QUOTED PASSAGE:
▬▬▬

Novelist Tom Abrahams Wrote About an Imagined Pandemic, Then Came COVID-19

Long before the word pandemic became a part of our everyday vocabulary, Houston author Tom Abrahams had already conceived of a world ravaged by an unstoppable pathogen. The Channel 13 anchor’s eight-book Traveler series, which follows Marcus Battle, an army veteran living off the grid in Texas after an illness killed 2/3 of the population, became an Amazon best seller. Unprepared, the first book in his new Scourge series, set in the Traveler world, is coming out on April 28, with the parts two and three following in the next few months.
“I finished writing the new trilogy in February,” he says. “There are some thin references in book three to the coronavirus, but they were written in what now seem like the early days of the crisis, before the WHO called it a pandemic."
We caught up with Abrahams to ask him what it’s like watching the world he imagined come to life.
Living with COVID-19—it’s eerie that so much of what you wrote about in your Traveler series was exactly on the mark. What’s it been like seeing your fiction become real life?

Image: Max Burkhalter
It's a remarkably odd feeling to be living some of what I've written. I wasn't prophetic. I just did a lot of research about what the world might look like, and much of it is happening right now: the air travel restrictions, the runs of supplies, the social distancing and quarantines, the use of the National Guard, a government which may have been slow to react. My audiobook narrator, Kevin Pierce, messaged me and wrote, "You are officially spooky"—and he's known as “The Voice of The Apocalypse” because of how many popular post-apocalyptic books he narrates.
Your next book, Unprepared, is set in the same world as Traveler, but, your new character Mike Crenshaw is the exact opposite of Marcus Battle. He’s completely unprepared for the pandemic with no supplies and no skills.

▬▬▬

EXERCISE INSTRUCTIONS:
1. According to the interview with Tom Abrahams, when does Unprepared come out?
2. Write the next part of the interview with Tom Abrahams, starting after its last sentence.

▬▬▬

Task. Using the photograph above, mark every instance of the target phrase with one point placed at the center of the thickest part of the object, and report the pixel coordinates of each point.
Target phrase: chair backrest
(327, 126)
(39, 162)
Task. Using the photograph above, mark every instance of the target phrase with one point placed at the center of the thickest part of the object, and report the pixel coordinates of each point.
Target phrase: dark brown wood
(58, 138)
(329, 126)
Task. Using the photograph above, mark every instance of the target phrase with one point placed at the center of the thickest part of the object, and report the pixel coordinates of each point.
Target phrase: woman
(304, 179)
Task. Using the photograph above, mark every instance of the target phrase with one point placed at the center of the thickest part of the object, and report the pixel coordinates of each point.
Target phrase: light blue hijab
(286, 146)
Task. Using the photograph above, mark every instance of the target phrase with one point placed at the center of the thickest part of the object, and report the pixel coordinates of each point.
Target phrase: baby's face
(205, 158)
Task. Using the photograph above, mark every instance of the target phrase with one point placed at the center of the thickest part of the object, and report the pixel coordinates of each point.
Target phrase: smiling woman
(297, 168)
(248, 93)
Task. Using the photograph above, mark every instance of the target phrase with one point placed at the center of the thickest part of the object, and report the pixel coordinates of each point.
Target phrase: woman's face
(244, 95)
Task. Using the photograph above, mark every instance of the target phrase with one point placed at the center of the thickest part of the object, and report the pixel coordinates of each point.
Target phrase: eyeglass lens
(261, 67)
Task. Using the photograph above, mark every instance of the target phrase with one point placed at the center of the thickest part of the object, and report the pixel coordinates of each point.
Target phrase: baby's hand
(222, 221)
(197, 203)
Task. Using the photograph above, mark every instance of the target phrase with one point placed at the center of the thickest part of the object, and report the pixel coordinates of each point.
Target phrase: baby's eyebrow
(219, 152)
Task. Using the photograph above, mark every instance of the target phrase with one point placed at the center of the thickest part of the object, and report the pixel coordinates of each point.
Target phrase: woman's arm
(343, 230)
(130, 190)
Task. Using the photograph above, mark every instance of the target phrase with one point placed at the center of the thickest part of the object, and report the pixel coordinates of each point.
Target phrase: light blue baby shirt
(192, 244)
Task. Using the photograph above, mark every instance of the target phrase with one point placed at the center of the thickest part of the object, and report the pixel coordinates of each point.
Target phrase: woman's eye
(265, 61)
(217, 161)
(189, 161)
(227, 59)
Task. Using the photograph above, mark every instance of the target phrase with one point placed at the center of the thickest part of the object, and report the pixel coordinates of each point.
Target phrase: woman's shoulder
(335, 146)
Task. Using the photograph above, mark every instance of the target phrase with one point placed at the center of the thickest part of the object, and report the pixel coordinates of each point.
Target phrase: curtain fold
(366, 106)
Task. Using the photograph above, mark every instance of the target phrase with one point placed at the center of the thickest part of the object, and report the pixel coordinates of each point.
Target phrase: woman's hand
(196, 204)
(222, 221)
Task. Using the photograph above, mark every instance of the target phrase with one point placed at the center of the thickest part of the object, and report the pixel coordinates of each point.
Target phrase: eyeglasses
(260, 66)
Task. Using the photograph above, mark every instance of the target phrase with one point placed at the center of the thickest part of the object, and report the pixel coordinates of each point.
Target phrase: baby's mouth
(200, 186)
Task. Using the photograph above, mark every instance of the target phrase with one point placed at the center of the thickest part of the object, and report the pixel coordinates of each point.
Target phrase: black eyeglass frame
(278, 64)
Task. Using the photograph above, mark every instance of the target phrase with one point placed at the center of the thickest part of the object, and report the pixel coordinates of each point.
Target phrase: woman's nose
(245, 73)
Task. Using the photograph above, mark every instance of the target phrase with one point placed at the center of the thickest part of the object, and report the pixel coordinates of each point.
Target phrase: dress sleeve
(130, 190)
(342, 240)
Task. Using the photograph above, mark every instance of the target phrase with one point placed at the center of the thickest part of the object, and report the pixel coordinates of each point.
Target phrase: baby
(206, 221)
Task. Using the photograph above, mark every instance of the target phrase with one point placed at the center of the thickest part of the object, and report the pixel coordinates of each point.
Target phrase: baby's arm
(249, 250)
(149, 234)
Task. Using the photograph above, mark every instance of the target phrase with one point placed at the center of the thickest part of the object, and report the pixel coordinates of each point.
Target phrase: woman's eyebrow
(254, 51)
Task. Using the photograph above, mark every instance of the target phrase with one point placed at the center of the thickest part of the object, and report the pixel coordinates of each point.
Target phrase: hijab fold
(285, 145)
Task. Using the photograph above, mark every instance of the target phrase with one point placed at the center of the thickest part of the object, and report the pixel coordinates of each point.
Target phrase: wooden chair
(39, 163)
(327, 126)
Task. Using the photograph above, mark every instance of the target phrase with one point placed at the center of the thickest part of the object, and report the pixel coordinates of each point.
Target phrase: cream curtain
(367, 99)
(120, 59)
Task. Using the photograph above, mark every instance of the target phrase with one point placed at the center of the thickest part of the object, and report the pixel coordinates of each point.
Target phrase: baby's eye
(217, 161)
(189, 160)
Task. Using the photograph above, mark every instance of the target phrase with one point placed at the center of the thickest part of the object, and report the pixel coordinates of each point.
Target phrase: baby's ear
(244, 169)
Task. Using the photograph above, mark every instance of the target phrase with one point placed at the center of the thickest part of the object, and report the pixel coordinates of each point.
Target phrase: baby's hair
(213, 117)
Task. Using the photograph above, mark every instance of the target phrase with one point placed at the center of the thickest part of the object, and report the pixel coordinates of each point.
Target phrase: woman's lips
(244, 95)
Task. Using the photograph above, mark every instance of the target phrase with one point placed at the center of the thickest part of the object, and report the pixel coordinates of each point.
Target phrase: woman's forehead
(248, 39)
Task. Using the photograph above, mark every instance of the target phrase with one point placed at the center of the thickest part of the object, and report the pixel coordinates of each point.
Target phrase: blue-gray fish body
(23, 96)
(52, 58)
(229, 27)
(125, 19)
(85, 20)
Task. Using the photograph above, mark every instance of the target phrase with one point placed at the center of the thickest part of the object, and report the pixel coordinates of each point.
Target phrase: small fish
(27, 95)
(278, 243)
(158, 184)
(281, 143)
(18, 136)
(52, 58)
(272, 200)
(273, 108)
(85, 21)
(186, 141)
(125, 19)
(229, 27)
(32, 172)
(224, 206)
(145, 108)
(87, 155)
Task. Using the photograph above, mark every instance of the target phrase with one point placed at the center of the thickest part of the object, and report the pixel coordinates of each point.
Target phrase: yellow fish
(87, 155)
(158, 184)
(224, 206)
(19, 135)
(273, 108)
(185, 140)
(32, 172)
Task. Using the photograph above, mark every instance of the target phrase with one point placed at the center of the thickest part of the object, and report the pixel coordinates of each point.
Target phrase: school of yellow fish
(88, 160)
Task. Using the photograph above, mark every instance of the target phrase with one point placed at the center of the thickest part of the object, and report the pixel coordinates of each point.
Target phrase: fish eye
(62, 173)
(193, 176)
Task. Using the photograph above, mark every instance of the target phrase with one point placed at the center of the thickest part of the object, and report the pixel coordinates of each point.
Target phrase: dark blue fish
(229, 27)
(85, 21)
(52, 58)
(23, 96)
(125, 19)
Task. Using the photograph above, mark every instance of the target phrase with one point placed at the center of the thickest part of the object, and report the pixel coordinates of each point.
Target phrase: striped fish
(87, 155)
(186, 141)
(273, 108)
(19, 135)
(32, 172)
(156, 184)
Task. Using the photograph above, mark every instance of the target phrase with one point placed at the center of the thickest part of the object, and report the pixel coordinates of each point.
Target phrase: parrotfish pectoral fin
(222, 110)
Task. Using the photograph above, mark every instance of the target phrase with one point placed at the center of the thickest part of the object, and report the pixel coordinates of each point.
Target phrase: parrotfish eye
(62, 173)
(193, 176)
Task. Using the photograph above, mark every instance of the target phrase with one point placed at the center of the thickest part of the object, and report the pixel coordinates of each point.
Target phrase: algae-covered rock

▬▬▬

ANSWERS BY ITEM:
1. April 28

2.
The new series takes place in Florida as the pandemic unfolds. It's a new cast of characters, but there are a lot of references to Traveler. In the first chapters of the book, there is a fight at a grocery store over water, banks stop dispensing cash at ATMs, clinics and hospitals get overrun, and road blocks are set up to keep people from moving around too much.
How has CoVID-19 affected your writing? Are you creating an even more dismal fictional world for your next project or are you moving away from post-apocalyptic themes?
My next project is book three in a dystopian fantasy series. It's not related to pandemics. I'm glad I'm done writing pandemics for a while. I've written 12 books about pandemics—eight Traveler books, three Scourge books, and one book in the alt-apocalypse series. The fun part of writing fiction is the escape of it. When life too closely mirrors that escape, it's no longer fun. And some part of each of those books is no longer fiction.

Image: Courtesy Piston Press
I've talked with other writers, too, and they've hung up the pandemics-themed novels they had planned or were in the middle of writing. They're moving in different directions. I've had a plan for more than a year to release at least six or seven books this year. Those plans haven't changed, but how I'm marketing them is different. It's tough to ask readers to buy books about a pandemic when they're living through it. I've found my newsletters and social media interactions have a different tone. More important than selling books is connecting with fans, letting them know I'm here to listen to them. A lot of them wrote back and thanked me for asking about them. In reality, it was a gift to me that they shared with me their stories.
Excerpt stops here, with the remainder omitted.